## Document text
▼▼▼

I've been unexpectedly out of pocket for a few days. Monday Carrie, Debbie, and I drove our kids to EFY in San Antonio. It was all fun and games...you know, making the beds in the dorm rooms, exclaiming over the fun activities listed in the published agenda, reminiscing over our own dorm room days. Then Carrie, Debbie, and I left our little darlings and went to lunch, and shopping, and all manner of kid-free activities.
Fun and games, indeed.
Then, a text at 12:45 AM.
"I'm puking my guts out."
This was from Madison. The fainter.
I went into full-on Momma Bear mode. My baby was sick, and I couldn't get to her. I was a caged animal. And so, by 5 AM, when she was still dry heaving her little guts out...some 180 miles away...I threw caution to the wind, launched myself into my car, and headed out.
[insert superhero music here]
I know. Many of you are thinking HELICOPTER PARENT. I'm so not a helicopter parent. Vomit just brings out the tender mercies in me.

▲▲▲

## Record set
▼▼▼

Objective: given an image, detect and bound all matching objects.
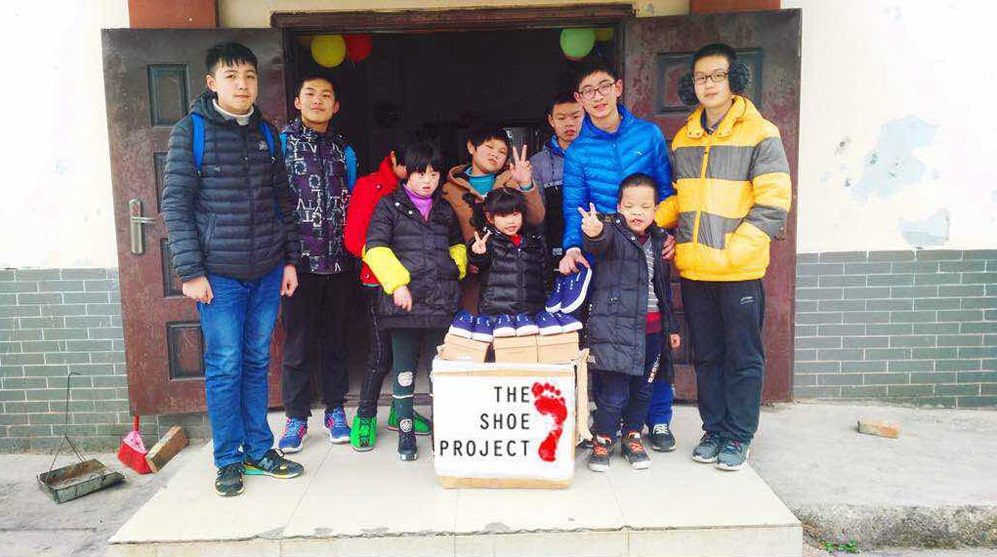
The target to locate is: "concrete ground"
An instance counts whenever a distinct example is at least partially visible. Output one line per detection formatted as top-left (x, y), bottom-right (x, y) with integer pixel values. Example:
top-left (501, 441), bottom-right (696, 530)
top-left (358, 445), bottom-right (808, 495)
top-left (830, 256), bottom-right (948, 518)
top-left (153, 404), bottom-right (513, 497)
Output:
top-left (0, 440), bottom-right (196, 557)
top-left (0, 404), bottom-right (997, 557)
top-left (752, 404), bottom-right (997, 548)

▲▲▲

## Problem set
• a. Summarize the blog post in two sentences.
• b. Rewrite the part of the blog post that begins at the words "Fun and games, indeed." and stops after "mercies in me.", using "Mama Bear" in place of "Momma Bear".

## Exercise results
• a. After the writer and two friends dropped their children off at EFY in San Antonio, the three went to lunch and shopping. When Madison texted at 12:45 AM that she was vomiting and was still sick by 5 AM some 180 miles away, the writer drove out to her while denying being a helicopter parent.

• b.
Fun and games, indeed.
Then, a text at 12:45 AM.
"I'm puking my guts out."
This was from Madison. The fainter.
I went into full-on Mama Bear mode. My baby was sick, and I couldn't get to her. I was a caged animal. And so, by 5 AM, when she was still dry heaving her little guts out...some 180 miles away...I threw caution to the wind, launched myself into my car, and headed out.
[insert superhero music here]
I know. Many of you are thinking HELICOPTER PARENT. I'm so not a helicopter parent. Vomit just brings out the tender mercies in me.